* WORK ITEM:
Lines before the one containing "Query: curly hair" are left out; that line and all after it, through the end of the records, must be transcribed exactly.
Start of DATA EXCERPTS
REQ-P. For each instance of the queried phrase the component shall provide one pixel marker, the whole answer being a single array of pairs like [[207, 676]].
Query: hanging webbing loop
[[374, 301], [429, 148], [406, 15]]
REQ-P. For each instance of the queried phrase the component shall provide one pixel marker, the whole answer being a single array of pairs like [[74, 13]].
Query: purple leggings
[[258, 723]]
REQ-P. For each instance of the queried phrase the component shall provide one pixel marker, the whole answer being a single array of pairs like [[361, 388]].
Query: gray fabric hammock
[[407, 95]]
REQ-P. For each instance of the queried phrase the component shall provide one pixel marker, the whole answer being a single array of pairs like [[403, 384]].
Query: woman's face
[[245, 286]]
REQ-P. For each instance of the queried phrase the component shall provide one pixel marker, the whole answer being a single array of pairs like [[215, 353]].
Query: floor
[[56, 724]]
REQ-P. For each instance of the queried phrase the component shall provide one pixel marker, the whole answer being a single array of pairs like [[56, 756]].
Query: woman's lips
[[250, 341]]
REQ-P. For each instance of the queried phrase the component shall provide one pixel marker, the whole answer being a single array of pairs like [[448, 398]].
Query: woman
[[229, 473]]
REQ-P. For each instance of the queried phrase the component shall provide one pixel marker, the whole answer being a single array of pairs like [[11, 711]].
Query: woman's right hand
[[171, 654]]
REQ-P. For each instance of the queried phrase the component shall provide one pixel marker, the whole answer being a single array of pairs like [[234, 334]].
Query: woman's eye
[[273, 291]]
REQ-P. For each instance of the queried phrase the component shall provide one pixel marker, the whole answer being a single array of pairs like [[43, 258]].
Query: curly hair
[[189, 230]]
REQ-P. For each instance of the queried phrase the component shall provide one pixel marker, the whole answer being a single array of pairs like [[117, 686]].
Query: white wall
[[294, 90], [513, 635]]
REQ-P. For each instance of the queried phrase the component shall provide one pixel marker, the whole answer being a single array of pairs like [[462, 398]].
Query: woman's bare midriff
End of DATA EXCERPTS
* EXERCISE RESPONSE:
Query: curly hair
[[189, 230]]
REQ-P. For each instance of the queried phrase the component shall provide one pixel marker, the whole answer being a single array of pairs like [[117, 686]].
Query: white wall
[[294, 90], [513, 635]]
REQ-P. For each instance of the queried phrase the component shall provide one pixel marker, the whole answer being a single array of pairs like [[462, 398]].
Query: woman's bare midriff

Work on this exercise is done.